→ Directive 1
Retype the records exactly, covering the stretch from the line containing "of the claret" through the last line of the records, with both ends included.

This dignified portrait by Diego Velázquez depicts his enslaved Black assistant, Juan de Pareja, who was a skilled artist in his own right.
About the Portrait
The man in this portrait, Juan de Pareja, was a skilled Spanish artist of African descent. He was enslaved by its artist, Diego Velázquez, leading to a portrait that artist Julie Mehretu has described as ‘haunting’ (Met).
Diego Rodríguez de Silva y Velázquez (Fig. 1) is considered to be one of the most important artists of the seventeenth century (Sánchez). He was Spanish of Portuguese descent and was born in Seville in 1599. From 1623 he served as the court painter to the king of Spain, a prestigious position, and created many portraits of royalty and courtiers. His early style was naturalistic with a fondness for dramatic shadows and contrasts (Fig. 2). His later work was influenced by other masters like Rubens (Dutch) and Titian (Italian) and he “developed a uniquely personal style characterized by very loose, expressive brushwork” (Sánchez). A close look at the edging on de Pareja’s white collar shows the loose but delicate way that the lace is painted – it is not detailed, but merely suggested. Velázquez treated many details of costume like this, so while his portraits are beautiful examples of clothing, the precise characteristics are often lost (Sánchez). He executed this portrait while he and de Pareja were in Italy to paint Pope Innocent X in 1650; as the story goes, the window of time to paint the Pope was small and Velázquez decided to practice painting from life on his enslaved assistant (Rousseau 3). Velázquez died in 1660 after being made a Knight of Santiago (Sánchez).
Juan de Pareja was born to an African mother, Zulema, and a Spanish father, Juan, in Seville in 1606 (Salomon). His status before he became Velázquez’s possession is unknown. He was, however, registered as a painter in Seville before he became Velázquez’s assistant in the early 1630s, which was not usually a position an enslaved person could hold (Fahy 23). (There is some debate as to whether the record actually refers to a different Juan de Pareja.) He became equally adept at painting grand portraits (Fig. 3) and large religious scenes (Fig. 4 is a detail) (Domenech). Velázquez eventually freed him for unknown reasons in 1654, and de Pareja continued to paint until his death around 1670 (Salomon, Domenech).
Juan de Pareja’s portrait is unique in two respects: it is one of the few from this era for which we have evidence of public acclaim, and it is the earliest Spanish portrait that we know of that depicts a named Black sitter. Black Africans and Europeans had a steady presence in southern countries like Spain and Italy from the medieval period, most but not all of which was driven by the slave trade (Kaufmann 4, Lowe 13). Respectful and realistic portraits of Black people exist in European portraiture back to Mostaert in the early sixteenth century, and in genre scenes and other art the date is much earlier. However, most of these portraits are of unnamed subjects.

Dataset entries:
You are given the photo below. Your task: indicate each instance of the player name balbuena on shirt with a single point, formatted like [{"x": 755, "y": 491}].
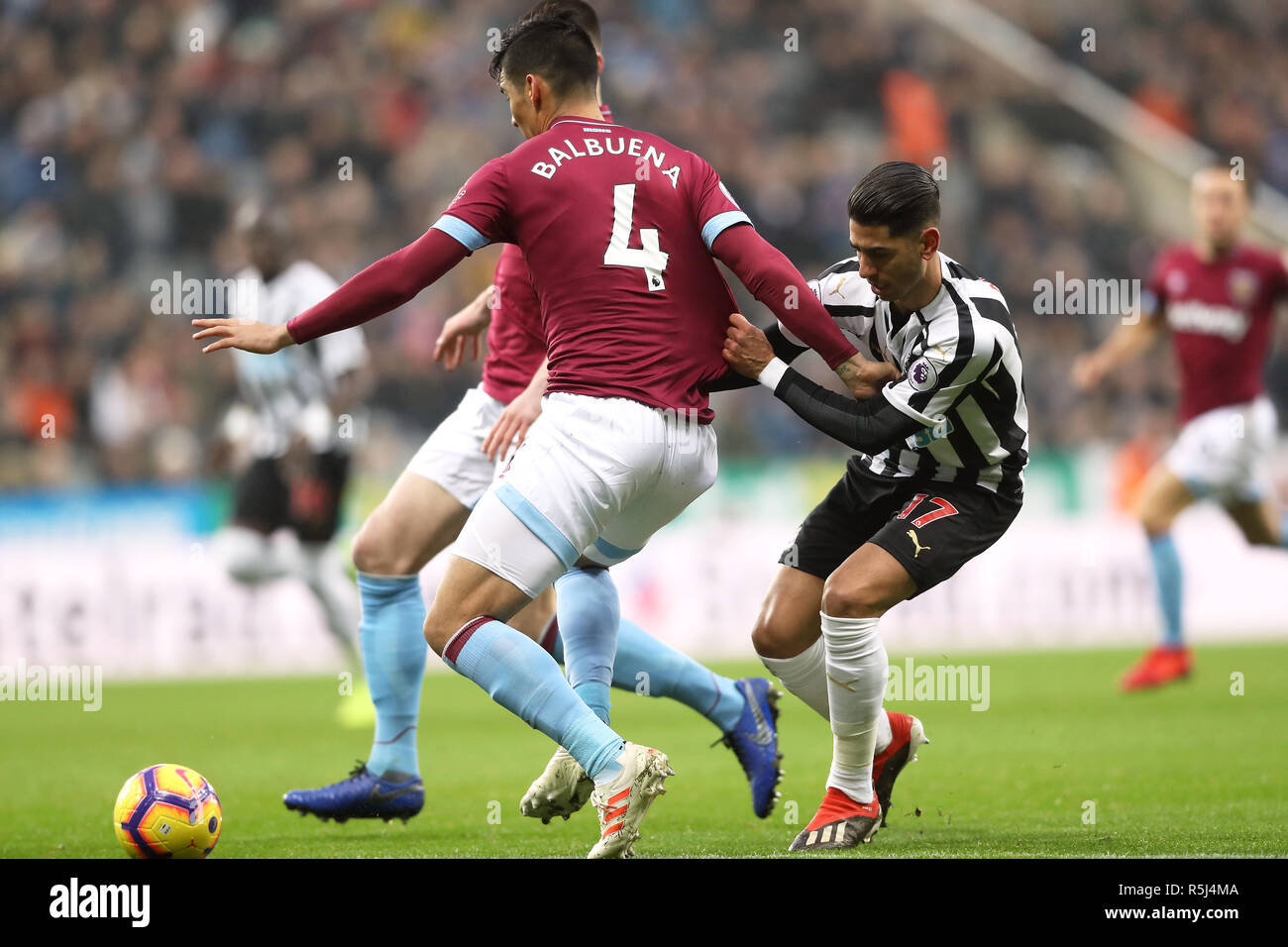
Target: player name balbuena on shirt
[{"x": 962, "y": 376}]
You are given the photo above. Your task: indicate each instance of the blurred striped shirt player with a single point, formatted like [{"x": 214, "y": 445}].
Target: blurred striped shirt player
[{"x": 962, "y": 377}]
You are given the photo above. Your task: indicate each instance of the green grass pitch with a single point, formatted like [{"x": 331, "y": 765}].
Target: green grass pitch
[{"x": 1186, "y": 771}]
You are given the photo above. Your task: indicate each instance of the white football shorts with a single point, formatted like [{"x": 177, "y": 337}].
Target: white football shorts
[
  {"x": 452, "y": 457},
  {"x": 595, "y": 478},
  {"x": 1224, "y": 454}
]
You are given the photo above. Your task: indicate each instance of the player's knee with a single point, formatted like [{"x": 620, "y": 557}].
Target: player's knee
[
  {"x": 772, "y": 639},
  {"x": 374, "y": 554},
  {"x": 1155, "y": 522},
  {"x": 854, "y": 599},
  {"x": 437, "y": 631}
]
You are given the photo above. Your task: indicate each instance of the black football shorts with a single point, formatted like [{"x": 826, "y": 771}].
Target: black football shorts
[{"x": 931, "y": 527}]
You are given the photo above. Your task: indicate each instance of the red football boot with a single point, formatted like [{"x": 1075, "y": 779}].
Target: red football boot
[
  {"x": 840, "y": 822},
  {"x": 906, "y": 736},
  {"x": 1158, "y": 667}
]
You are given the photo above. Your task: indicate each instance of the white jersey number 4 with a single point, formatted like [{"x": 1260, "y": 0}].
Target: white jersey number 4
[{"x": 648, "y": 256}]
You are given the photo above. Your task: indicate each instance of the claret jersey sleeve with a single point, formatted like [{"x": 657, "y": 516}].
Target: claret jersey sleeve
[{"x": 480, "y": 215}]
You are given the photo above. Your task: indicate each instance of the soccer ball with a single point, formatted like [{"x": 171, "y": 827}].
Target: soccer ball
[{"x": 167, "y": 812}]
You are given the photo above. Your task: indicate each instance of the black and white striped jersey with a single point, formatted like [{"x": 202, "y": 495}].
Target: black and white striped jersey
[
  {"x": 284, "y": 388},
  {"x": 961, "y": 376}
]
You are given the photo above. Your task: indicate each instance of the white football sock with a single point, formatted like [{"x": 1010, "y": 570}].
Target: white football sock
[
  {"x": 804, "y": 676},
  {"x": 884, "y": 735},
  {"x": 857, "y": 680}
]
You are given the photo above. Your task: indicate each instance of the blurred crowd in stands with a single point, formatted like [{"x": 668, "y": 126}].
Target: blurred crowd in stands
[{"x": 130, "y": 132}]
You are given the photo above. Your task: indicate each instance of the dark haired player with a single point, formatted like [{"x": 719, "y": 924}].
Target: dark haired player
[
  {"x": 290, "y": 419},
  {"x": 424, "y": 513},
  {"x": 618, "y": 228},
  {"x": 1218, "y": 296},
  {"x": 936, "y": 479}
]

→ Directive 2
Echo word for word the stretch of the passage on Velázquez's portrait of Juan de Pareja from "This dignified portrait" through "as ‘haunting’ (Met).".

→ Task response 1
You are given the photo above. Your task: indicate each instance of the claret jersey sleeve with a single point, formatted like [{"x": 657, "y": 516}].
Target: claret jersey sleeve
[{"x": 480, "y": 215}]
You are given the photo above. Your task: indicate each instance of the soccer ball with a single point, formatted like [{"x": 171, "y": 827}].
Target: soccer ball
[{"x": 167, "y": 812}]
You are given the photo above. Your task: indicate each instance of the black and white striped jersey with a single point, formatted like [{"x": 202, "y": 495}].
Target: black and white striped jersey
[
  {"x": 284, "y": 388},
  {"x": 961, "y": 376}
]
You are given the photo above. Your task: indicate each instance of the white football sock with a single point, formatted like [{"x": 1010, "y": 570}].
Target: white football sock
[
  {"x": 804, "y": 676},
  {"x": 884, "y": 735},
  {"x": 857, "y": 680}
]
You are given the photo above. Your task: indicate each instance of the blurred crowd in stands with a single point, formatted like [{"x": 668, "y": 126}].
Target: blurred crowd in stands
[{"x": 130, "y": 132}]
You are given the photo above. Your task: indicate each instance of the dark haired player with a single point, formatted like [{"x": 719, "y": 924}].
Target: dark haired player
[
  {"x": 290, "y": 419},
  {"x": 424, "y": 513},
  {"x": 618, "y": 228},
  {"x": 1218, "y": 296},
  {"x": 936, "y": 479}
]

→ Task response 2
This dignified portrait by Diego Velázquez depicts his enslaved Black assistant, Juan de Pareja, who was a skilled artist in his own right.
About the Portrait
The man in this portrait, Juan de Pareja, was a skilled Spanish artist of African descent. He was enslaved by its artist, Diego Velázquez, leading to a portrait that artist Julie Mehretu has described as ‘haunting’ (Met).